# Passage provided
>>>>

When I was done, I made my friend Tony read it. [Editor’s note: the original publication of this piece omitted the fact that Tony is very handsome, charming, and a great cook. This omission was made in error and the team here at Let’s Get Milkshakes sincerely apologises to the subject for forgetting to note these salient and indisputable facts).
Tony and I have always talked about how we will definitely write books, just not YET. And then he loved it too. We decided to just be brave and start our own writing club immediately, which we called The Big Magic Writing Club (I think we always intended to come up with a more creative option, but just never got around to it). On the first meeting of The Big Magic Writing Club we brought along notebooks and pens and decided the first assignment would be to write a thousand words of fiction. We sat at brunch, eating brunch, wondering what our prompt should be.
(The prompt ended up being “brunch”).

<<<<

Collection entries:
>>>>

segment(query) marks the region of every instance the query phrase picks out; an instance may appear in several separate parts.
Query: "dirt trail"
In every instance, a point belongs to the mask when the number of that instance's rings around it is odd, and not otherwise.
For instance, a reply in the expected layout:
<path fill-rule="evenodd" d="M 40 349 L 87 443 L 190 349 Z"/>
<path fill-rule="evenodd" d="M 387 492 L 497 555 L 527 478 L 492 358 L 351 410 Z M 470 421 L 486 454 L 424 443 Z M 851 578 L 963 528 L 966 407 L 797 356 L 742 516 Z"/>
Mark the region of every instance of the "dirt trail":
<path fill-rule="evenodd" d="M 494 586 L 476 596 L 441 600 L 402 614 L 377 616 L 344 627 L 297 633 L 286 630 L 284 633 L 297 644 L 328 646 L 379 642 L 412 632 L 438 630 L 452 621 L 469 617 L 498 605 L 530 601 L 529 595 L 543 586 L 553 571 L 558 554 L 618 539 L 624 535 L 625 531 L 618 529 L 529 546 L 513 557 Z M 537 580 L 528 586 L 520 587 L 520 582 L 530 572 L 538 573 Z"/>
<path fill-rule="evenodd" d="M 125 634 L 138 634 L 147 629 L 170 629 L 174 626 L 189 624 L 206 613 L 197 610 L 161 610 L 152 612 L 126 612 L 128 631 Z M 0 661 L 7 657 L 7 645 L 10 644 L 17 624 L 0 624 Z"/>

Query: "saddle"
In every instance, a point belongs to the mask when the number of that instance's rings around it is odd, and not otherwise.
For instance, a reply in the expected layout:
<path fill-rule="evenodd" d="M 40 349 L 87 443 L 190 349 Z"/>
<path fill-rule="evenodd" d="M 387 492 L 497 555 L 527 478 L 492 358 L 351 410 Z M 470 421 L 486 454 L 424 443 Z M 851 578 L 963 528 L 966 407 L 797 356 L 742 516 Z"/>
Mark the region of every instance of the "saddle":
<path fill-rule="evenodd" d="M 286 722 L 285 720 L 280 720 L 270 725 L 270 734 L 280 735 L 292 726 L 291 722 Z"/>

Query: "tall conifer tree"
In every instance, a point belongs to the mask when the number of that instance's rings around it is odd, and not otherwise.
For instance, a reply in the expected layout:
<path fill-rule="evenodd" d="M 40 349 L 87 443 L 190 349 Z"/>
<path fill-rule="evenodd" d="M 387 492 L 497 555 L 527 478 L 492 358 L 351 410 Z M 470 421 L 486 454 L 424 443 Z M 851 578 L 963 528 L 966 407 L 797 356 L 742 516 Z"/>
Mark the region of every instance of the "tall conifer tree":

<<<<

# Task to complete
In the passage about starting a writing club, what was the club's first assignment? These records have no connection to the passage about starting a writing club.

# Response box
To write a thousand words of fiction.